WRITTEN TASK — Please return every line of the records below that contains the string "window", matching its case exactly.

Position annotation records
········

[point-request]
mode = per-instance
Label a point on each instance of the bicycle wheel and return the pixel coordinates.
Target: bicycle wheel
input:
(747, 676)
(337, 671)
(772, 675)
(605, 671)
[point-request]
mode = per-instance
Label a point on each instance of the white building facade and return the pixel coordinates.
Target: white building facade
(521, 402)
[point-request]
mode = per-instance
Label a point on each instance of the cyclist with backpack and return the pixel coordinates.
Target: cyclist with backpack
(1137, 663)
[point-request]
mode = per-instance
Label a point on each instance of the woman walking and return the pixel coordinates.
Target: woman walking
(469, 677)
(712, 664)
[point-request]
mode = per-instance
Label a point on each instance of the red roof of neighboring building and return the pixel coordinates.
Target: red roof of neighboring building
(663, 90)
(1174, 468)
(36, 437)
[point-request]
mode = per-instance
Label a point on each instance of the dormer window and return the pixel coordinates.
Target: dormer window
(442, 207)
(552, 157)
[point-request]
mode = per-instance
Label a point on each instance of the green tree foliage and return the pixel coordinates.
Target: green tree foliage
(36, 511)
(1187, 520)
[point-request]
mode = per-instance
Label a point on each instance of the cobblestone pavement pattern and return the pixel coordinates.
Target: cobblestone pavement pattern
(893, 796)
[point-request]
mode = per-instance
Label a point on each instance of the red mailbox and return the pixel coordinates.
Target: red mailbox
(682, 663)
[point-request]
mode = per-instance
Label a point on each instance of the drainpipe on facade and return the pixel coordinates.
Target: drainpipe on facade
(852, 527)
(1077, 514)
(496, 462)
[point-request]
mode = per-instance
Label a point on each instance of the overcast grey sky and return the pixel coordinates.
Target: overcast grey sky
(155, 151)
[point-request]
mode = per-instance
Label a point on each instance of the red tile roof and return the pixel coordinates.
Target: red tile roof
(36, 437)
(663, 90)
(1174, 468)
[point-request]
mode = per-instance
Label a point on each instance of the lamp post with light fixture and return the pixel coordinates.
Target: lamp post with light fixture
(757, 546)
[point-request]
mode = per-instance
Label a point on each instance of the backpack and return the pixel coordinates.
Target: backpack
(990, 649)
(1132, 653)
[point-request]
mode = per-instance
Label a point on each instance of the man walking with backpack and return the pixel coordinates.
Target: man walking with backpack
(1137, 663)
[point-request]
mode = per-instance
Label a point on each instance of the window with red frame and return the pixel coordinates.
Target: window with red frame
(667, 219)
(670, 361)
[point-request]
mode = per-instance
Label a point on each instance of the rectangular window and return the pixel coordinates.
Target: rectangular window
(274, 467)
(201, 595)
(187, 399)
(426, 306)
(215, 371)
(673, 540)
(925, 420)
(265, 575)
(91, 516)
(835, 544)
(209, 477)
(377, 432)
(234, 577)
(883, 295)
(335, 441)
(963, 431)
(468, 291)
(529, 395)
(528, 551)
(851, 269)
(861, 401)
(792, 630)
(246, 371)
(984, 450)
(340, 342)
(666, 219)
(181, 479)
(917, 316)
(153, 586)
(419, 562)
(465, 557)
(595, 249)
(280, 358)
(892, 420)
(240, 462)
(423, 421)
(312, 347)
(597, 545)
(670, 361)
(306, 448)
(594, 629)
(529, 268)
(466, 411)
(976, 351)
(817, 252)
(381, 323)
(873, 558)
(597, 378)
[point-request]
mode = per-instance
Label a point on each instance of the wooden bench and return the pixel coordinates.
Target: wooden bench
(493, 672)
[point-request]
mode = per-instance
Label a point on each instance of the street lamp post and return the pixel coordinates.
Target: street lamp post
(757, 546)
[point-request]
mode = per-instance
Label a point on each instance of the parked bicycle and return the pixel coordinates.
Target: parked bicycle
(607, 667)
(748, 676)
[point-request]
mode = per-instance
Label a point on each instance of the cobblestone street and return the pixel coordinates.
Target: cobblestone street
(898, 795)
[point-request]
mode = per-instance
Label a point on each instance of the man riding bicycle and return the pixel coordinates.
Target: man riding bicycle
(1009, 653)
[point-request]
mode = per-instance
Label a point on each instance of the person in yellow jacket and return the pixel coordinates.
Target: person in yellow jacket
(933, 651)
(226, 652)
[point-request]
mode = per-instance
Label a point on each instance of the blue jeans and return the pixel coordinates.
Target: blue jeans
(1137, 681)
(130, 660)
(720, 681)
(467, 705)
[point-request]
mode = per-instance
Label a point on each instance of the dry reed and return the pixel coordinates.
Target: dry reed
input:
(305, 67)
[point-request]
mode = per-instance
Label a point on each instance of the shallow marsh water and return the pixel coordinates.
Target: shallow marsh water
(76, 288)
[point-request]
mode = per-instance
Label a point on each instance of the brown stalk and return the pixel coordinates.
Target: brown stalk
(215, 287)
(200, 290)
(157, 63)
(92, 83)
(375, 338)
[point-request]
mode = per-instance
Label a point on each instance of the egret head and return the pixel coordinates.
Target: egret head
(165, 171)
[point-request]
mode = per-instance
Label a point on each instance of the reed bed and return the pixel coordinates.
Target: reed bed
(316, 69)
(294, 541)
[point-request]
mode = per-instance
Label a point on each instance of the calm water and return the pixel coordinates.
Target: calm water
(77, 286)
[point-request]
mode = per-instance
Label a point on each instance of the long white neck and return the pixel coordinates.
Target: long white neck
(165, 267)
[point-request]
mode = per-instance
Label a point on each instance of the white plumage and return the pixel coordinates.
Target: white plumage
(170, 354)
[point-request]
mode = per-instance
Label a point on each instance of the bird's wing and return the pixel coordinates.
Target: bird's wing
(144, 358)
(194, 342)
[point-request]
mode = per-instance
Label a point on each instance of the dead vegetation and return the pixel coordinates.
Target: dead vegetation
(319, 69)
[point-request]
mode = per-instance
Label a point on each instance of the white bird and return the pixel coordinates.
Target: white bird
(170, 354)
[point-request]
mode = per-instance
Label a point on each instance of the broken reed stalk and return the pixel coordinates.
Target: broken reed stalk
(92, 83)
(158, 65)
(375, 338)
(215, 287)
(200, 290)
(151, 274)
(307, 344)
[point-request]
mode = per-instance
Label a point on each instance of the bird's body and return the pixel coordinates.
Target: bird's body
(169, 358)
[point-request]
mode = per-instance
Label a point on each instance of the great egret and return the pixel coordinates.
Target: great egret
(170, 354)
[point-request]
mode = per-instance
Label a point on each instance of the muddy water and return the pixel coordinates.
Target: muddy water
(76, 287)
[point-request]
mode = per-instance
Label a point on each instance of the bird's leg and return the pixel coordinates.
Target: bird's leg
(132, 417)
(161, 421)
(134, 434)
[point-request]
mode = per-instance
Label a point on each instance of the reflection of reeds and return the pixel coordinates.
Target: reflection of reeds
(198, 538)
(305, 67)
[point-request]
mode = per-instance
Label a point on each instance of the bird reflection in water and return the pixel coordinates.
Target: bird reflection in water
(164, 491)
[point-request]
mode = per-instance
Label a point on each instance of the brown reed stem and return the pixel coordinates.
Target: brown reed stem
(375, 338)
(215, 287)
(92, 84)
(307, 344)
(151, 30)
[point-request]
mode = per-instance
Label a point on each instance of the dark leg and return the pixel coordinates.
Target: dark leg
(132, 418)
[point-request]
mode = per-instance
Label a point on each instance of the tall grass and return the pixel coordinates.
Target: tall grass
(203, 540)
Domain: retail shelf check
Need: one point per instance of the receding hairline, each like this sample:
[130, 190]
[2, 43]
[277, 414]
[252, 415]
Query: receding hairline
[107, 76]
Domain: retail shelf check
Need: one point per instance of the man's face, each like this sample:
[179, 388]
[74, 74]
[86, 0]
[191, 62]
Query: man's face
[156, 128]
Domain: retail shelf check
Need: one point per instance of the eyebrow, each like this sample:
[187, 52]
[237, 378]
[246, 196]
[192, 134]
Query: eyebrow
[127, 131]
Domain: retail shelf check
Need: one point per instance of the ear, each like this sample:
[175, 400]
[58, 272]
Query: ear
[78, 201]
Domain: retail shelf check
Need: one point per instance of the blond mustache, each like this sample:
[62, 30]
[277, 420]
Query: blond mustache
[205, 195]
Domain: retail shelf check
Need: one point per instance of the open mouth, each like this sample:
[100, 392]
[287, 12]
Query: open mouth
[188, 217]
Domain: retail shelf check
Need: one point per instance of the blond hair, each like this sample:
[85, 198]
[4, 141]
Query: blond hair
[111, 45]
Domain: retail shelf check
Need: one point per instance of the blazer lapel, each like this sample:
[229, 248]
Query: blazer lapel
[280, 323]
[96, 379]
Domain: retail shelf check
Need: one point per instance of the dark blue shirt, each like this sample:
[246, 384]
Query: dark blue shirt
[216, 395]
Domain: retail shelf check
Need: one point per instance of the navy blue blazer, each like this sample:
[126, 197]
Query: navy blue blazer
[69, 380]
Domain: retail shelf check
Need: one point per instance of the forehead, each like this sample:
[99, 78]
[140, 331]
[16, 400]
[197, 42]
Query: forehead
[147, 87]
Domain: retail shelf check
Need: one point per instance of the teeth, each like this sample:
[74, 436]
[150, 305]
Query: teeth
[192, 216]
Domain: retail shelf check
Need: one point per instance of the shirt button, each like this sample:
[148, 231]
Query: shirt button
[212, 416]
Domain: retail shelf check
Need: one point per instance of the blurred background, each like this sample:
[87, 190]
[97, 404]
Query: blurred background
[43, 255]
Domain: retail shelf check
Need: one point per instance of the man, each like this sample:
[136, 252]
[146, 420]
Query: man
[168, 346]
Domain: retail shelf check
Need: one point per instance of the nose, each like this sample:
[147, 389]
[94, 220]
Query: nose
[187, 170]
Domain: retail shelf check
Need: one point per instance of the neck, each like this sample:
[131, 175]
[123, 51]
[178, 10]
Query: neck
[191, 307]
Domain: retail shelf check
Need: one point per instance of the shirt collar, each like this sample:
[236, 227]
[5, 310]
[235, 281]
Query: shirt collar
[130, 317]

········

COMPLETE RESPONSE —
Label a point on each instance of the dormer window and return the pixel coordinates.
Target: dormer window
Label a point on each instance of the window with red frame and return the pixel coordinates.
Target: window with red frame
Label a point on each instance of the rectangular window and return the pixel coordinates.
Target: rectangular window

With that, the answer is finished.